Selected extract Start Marker

The Washington Institute for Near East Policy, a conservative and pro-Israeli
think-tank, reported, "Syria may have delivered to Hezbollah Russian-made
shoulder-fired anti-aircraft missiles - the Igla-S [SA-24 by its North Atlantic
Treaty Organization code] which could pose a threat to the Israeli Air Force's
[IAF's] F-16 fighters."
The IDF has further warned that since the second Israel-Lebanon war in 2006
Hezbollah has engaged in extensive activity, focusing on a military build-up in
the south of Lebanon.
Israeli Defense Minister Ehud Barak stated recently that the size of
Hezbollah's missile and rocket arsenal stood at approximately 45,000 - much
higher than previous assessments.
A further development that has analysts scratching their collective heads is
Tehran moving its entire stockpile of low-enriched uranium above ground level.
Any attack hitherto would have been dependent on the use of bunker-busting
bombs to reach Iran's underground nuclear complex.
Is this a move aimed at provoking an Israeli attack and challenging just how
serious Israel is?
Iran argues that the enriched uranium will be used enhancing the capability of
a small reactor in Tehran that is used to produce isotopes for medical
equipment. Other experts claim Iran had run out of suitable storage containers
for its enriched uranium, so it had to move almost all of it.
For several years Israel, too, has been upping the ante and the rhetoric by
drip-feeding continuous statements to the media warning of the danger Iran
allegedly poses and insinuating a possible preemptive strike on the country.
This rhetoric has come in conjunction with extensive diplomatic pressure for
severe sanctions against Iran as well as dummy-run preemptive military
exercises and home drills in the case of an attack.
Israel also has a history of actual military strikes on its neighbors. In 1981
the IAF bombed Iraq's Osirak nuclear facility. In 2007 the IAF carried out a
preemptive strike on an alleged Syrian nuclear site.

Selected extract End Marker
Data to examine Start Marker

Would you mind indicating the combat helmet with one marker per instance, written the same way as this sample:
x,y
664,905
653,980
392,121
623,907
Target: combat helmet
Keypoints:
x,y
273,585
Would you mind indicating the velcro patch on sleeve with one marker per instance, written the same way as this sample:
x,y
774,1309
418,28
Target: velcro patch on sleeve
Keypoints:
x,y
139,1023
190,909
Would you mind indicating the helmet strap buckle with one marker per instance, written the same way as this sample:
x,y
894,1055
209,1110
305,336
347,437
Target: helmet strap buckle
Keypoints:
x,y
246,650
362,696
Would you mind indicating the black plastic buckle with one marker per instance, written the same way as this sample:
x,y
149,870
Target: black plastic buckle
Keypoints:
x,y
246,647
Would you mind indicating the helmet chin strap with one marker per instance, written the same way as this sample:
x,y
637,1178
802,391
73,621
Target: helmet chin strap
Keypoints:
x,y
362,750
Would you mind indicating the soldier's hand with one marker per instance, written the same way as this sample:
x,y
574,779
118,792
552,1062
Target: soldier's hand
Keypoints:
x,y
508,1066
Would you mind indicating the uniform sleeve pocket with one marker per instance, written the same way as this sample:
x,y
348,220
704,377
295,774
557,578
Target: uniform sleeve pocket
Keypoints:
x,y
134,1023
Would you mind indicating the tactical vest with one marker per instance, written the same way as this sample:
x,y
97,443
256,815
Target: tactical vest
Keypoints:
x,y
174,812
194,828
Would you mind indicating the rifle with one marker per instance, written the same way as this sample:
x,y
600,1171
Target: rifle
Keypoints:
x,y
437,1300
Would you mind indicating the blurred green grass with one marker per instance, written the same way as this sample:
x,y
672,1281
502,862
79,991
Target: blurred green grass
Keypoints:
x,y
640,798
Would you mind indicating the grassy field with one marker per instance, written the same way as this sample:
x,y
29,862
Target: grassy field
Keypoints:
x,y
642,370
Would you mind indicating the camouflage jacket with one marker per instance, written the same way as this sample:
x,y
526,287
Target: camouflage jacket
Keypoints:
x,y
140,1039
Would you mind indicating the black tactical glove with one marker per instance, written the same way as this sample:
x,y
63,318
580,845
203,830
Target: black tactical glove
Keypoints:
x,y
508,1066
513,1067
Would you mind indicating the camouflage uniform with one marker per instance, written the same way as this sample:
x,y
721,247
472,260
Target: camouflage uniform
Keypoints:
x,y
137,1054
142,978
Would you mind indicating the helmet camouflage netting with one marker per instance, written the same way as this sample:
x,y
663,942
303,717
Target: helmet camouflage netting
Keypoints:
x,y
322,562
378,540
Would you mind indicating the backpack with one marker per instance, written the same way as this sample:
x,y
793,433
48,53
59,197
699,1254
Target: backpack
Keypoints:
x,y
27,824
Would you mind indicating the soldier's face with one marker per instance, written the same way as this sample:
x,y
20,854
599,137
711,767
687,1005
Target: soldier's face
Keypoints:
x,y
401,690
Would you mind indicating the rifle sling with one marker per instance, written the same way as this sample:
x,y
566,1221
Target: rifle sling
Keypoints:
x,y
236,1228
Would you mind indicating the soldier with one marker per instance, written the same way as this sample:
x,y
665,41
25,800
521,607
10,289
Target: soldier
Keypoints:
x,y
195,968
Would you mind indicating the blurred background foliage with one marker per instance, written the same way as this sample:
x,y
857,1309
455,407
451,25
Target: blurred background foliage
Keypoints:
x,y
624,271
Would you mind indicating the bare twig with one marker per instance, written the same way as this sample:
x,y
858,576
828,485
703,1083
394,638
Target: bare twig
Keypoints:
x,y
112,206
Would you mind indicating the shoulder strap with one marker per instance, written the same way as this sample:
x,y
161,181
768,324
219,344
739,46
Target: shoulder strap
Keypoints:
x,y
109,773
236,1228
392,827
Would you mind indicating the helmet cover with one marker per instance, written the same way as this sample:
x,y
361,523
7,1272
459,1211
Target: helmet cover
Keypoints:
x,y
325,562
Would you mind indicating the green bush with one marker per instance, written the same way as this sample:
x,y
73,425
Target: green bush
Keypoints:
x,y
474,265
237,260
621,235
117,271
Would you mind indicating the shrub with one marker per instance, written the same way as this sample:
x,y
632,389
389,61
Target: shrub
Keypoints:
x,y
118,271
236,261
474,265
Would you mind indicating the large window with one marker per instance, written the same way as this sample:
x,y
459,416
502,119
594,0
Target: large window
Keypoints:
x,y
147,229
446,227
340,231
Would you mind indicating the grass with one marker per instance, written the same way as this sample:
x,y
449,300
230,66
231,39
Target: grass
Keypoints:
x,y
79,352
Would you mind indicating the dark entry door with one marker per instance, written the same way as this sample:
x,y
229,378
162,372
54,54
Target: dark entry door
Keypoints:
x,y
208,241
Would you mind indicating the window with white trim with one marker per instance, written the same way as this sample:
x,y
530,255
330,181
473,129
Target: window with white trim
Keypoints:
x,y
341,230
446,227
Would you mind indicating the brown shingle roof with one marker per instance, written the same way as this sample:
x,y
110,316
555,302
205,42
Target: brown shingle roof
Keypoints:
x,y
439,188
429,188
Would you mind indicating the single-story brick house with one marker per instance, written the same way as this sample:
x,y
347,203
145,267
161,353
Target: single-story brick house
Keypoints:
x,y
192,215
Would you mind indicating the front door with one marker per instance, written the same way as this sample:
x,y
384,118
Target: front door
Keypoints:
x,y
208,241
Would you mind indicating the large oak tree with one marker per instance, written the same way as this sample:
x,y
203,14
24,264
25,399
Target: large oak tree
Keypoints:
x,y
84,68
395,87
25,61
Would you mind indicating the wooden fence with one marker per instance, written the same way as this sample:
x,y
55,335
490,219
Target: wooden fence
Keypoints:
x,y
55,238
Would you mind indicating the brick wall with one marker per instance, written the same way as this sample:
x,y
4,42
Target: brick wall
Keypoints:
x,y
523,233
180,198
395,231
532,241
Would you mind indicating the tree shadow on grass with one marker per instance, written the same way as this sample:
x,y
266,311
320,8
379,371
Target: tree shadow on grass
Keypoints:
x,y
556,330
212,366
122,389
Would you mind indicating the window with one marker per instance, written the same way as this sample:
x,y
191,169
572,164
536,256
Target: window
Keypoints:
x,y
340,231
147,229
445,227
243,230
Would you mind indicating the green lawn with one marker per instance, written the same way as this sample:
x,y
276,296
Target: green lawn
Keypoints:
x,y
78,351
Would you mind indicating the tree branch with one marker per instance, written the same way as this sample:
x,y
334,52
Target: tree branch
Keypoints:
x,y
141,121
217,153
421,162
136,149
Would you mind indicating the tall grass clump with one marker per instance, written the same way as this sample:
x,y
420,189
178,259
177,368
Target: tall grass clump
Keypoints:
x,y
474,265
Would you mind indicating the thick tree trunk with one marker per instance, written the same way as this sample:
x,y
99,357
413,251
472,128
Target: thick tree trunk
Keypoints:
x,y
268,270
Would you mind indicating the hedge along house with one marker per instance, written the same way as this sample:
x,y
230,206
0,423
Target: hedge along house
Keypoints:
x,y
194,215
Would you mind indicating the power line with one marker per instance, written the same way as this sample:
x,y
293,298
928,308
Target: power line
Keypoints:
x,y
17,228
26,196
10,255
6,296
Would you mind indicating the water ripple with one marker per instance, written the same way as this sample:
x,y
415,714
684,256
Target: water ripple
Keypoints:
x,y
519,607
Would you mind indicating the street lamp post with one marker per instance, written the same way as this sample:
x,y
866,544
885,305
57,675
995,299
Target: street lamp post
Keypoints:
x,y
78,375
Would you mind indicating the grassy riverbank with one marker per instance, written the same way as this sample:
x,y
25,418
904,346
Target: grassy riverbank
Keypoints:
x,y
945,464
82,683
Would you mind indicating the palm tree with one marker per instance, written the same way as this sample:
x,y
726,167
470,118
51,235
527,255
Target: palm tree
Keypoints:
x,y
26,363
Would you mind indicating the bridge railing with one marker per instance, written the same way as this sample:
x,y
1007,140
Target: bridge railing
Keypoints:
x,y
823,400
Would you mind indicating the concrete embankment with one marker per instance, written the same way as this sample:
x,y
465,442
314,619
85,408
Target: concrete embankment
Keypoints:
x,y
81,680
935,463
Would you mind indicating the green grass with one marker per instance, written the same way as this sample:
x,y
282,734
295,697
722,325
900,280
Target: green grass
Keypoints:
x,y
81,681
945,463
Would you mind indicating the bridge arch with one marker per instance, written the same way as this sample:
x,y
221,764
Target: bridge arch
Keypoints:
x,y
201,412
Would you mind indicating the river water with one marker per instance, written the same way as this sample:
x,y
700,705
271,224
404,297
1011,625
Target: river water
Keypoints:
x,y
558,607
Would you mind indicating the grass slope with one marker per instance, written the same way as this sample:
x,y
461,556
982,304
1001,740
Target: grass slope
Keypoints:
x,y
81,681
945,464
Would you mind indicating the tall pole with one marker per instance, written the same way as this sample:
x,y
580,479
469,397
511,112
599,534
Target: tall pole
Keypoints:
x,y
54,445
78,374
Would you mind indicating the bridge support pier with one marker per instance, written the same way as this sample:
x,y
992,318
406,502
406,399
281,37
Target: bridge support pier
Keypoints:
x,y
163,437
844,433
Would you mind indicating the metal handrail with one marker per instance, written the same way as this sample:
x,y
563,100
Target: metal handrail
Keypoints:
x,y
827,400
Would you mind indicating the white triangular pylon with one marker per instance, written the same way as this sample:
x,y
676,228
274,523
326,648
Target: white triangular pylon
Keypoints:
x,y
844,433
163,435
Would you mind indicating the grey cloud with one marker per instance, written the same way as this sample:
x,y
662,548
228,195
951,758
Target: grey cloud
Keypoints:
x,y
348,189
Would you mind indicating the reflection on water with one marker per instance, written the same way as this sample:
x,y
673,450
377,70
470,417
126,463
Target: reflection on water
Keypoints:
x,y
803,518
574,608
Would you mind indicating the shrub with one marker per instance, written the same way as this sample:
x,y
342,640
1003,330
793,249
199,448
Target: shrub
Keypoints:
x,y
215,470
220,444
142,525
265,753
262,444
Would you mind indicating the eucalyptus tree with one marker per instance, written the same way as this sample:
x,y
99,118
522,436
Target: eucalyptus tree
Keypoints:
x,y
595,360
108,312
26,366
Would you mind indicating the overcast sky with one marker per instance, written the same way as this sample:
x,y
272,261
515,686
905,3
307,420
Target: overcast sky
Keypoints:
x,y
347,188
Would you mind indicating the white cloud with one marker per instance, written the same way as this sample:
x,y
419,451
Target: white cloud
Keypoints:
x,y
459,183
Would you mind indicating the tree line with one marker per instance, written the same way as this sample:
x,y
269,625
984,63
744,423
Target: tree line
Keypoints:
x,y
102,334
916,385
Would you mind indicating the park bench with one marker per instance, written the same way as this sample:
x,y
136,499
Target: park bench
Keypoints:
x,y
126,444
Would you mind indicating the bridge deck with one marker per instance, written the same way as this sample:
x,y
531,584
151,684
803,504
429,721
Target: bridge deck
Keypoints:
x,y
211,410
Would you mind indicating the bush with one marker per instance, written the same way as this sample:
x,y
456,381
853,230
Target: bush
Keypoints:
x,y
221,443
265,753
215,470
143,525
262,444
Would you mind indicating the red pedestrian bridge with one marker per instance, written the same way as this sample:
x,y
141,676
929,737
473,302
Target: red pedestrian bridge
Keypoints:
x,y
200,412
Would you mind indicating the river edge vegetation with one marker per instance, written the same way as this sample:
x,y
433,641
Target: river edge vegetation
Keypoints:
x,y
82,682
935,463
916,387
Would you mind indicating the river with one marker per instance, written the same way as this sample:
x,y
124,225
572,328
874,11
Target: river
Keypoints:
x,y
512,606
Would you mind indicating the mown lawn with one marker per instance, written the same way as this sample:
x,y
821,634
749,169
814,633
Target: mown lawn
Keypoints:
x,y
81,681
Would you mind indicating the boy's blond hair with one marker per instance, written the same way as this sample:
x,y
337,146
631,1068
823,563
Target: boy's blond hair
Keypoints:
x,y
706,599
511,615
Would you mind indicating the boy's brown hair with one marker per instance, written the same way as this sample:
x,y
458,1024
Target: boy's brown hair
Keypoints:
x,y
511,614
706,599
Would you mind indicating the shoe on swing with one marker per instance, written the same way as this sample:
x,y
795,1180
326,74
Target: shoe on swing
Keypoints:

Data to examine End Marker

Parts of the exercise =
(1) List every year given in the text on Israel and Iran, in the order they appear.
(2) Copy the stretch of the text on Israel and Iran from "For several years" through "on the country.", word for word.
(3) Carry the text on Israel and Iran forward from its last sentence.
The items have nothing to do with the text on Israel and Iran.

Responses per task =
(1) 2006, 1981, 2007

(2)
For several years Israel, too, has been upping the ante and the rhetoric by
drip-feeding continuous statements to the media warning of the danger Iran
allegedly poses and insinuating a possible preemptive strike on the country.

(3)
In addition to military movement, heated rhetoric emanating from Israel and its
enemies in Iran, Syria and Lebanon are adding fuel to the fire.
Israeli Prime Minister Benjamin Netanyahu last Tuesday compared Iran's nuclear
development to "a runaway train and the international community a car on the
brink of collapsing".
The Iranian leadership has likewise warned of Israeli aggression. Last week
Ahmadinejad opined that Israel was planning to attack Syria and Lebanon and
vowed that Iran would stand by them.
Furthermore, senior Iranian, Syrian and Hezbollah officials have all recently
commented extensively on the likelihood of a war with Israel.
This scenario was discussed extensively several weeks ago when Ahmadinejad met
with Syrian President Bashar al-Assad in Damascus. Assad also met with leaders
from Hamas and Hezbollah. Hamas has acknowledged receiving military and
financial support from Iran.
Israeli daily Ha'aretz reported that US National Security Adviser James Jones
argued that Iran, "may try to divert international public opinion from the
[Barack] Obama administration's initiative to step up sanctions against it
through an attack on Israel via Hezbollah or Hamas".
The US, aware of the growing tension on Israel's northern borders, has urged
both Israel and Syria to avoid an escalation in the region.
US Under Secretary of State William Burns paid an unsuccessful visit to
Damascus recently when he met with Assad and urged him to stop the weapons flow
to Hezbollah. Assad denied that Syria was behind the weapons shipment.
Ha'aretz journalist and analyst Aluf Benn believes that both Ahmadinejad and
Netanyahu are playing a game of brinkmanship and pondered what will happen if
diplomacy and sanctions against Iran do not work.
Will Israel carry through with an attack on Iran or will it be forced to back
down and admit that the Iranian threat has been exaggerated? asked Benn, who
argues that both leaderships too were counting on only one of them surviving
any future confrontation.
Diker refused to be drawn into a debate on a possible pre-emptive Israeli
strike on Iran.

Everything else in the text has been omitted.